Yazılı alıştırma: Karakter tanıtımı yapan metinde "her dakika kendimi" ifadesinden "koyacağı yeri bilmiyor.." ifadesine kadar uzanan kısmı hiç değiştirmeden kopyalayın.

Seçilen bölüm:
*****

29 Temmuz 2008 Salı

..

önce karakteri tanıtayım olur a .. belki bilmeyen vardır..

kadın efbiaydan ayrılma..
servis şefi.. cinayet masasında..
biraz şaşkın.. pasaklı.. her daim aç.. ama yemeksiz..vakitsiz..
çekmecenin dibinde kalan 3 haftalık kuru poaçayı yemeye çalışıyor..
kocaman bi çantası var.. içinde bişiler ararken başka şeyler çıkarıp duruyor masanın üzerine..=D
bu da ona dalgın.. şaşkın bi hava veriyor..=)
her dakika kendimi ev işine vemeem ya diyip..
bütün tabak .çanağı kirlenince bir şişe şarap açıp..
bulaşığa girişiyor.. saatlerce sürüyor ama bir defada bitiyor..
üstelik yıkadıklarını koyacağı yeri bilmiyor..

*****

Gösterilen veriler:
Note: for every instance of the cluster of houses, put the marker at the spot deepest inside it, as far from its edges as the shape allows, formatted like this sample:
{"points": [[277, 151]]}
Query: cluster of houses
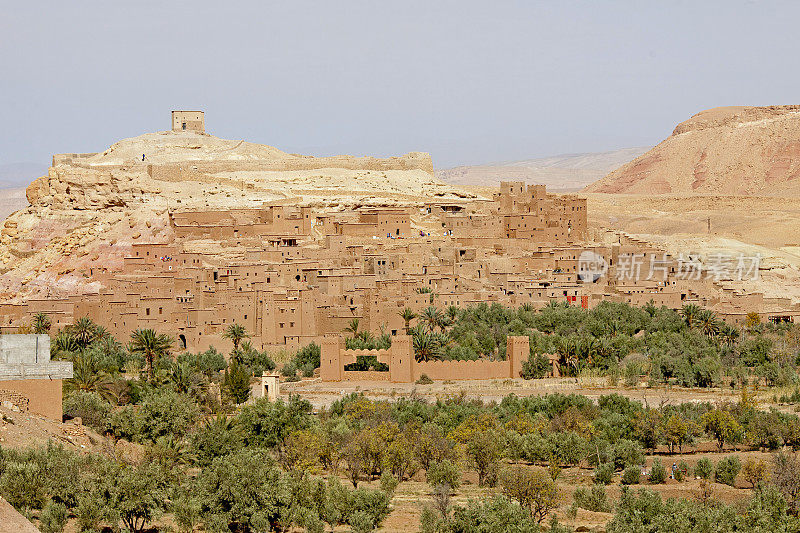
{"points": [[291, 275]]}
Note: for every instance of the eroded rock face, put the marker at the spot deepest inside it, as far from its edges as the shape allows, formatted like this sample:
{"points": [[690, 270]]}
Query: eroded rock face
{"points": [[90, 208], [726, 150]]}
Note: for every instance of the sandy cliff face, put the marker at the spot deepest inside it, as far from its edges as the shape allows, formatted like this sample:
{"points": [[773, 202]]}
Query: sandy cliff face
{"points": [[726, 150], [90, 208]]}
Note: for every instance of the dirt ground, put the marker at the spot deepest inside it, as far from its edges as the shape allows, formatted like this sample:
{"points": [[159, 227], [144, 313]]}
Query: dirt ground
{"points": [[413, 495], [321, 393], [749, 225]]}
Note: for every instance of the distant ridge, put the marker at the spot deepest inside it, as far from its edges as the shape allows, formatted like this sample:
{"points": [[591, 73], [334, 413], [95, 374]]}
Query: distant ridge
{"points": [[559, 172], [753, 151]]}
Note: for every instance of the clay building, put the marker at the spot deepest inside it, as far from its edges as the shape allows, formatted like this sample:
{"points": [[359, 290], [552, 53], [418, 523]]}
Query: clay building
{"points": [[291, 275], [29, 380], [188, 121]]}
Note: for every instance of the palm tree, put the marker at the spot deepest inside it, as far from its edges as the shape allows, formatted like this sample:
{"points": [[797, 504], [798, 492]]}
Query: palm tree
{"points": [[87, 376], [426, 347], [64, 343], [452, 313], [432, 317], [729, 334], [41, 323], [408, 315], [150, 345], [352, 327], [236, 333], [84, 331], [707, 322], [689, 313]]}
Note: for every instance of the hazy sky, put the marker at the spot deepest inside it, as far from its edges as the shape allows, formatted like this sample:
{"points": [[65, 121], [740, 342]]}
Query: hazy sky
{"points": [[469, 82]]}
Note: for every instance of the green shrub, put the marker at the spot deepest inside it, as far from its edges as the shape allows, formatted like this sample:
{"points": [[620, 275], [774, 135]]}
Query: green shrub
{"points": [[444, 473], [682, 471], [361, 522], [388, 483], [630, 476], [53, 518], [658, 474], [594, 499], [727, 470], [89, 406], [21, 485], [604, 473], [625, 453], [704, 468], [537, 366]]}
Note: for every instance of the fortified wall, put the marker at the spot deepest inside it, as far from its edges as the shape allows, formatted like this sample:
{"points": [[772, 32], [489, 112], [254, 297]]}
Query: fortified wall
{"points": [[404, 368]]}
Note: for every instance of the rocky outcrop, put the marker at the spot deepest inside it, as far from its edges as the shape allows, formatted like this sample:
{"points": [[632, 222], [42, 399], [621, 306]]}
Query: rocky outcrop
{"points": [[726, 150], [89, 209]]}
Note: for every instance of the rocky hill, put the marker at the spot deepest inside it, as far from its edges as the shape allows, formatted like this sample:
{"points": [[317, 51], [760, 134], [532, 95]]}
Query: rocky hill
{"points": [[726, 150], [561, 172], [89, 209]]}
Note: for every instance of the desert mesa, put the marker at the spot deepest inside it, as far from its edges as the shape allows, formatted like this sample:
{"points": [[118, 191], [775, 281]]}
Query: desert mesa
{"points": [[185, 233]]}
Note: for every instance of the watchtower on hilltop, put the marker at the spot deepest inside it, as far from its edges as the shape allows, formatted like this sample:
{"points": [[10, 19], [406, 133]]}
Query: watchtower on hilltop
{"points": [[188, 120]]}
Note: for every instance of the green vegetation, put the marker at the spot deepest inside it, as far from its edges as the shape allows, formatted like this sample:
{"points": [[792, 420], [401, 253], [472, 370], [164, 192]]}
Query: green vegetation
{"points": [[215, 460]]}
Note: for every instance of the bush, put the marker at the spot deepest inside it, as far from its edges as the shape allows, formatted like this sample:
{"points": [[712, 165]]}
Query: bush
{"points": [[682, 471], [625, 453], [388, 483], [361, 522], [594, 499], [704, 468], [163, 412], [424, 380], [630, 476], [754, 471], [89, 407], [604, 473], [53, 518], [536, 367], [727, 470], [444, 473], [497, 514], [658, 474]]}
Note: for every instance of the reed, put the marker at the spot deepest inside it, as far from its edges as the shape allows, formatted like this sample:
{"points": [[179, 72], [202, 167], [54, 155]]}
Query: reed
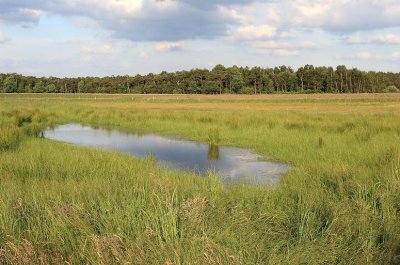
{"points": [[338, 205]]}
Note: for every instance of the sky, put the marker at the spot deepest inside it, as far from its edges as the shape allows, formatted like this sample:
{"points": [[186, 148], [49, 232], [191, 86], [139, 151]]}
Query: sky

*****

Görevin sonucu:
her dakika kendimi ev işine vemeem ya diyip..
bütün tabak .çanağı kirlenince bir şişe şarap açıp..
bulaşığa girişiyor.. saatlerce sürüyor ama bir defada bitiyor..
üstelik yıkadıklarını koyacağı yeri bilmiyor..